> [The problem]
Present every line of the entries that follow as a numbered list, omitting any blank lines.

— BEGIN Record set —

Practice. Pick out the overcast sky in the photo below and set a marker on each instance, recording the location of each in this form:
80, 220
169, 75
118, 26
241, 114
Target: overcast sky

— END Record set —

> [Reply to the task]
1. Practice. Pick out the overcast sky in the photo below and set a marker on each instance, recording the location of each in this form:
2. 80, 220
3. 169, 75
4. 118, 26
5. 241, 114
6. Target: overcast sky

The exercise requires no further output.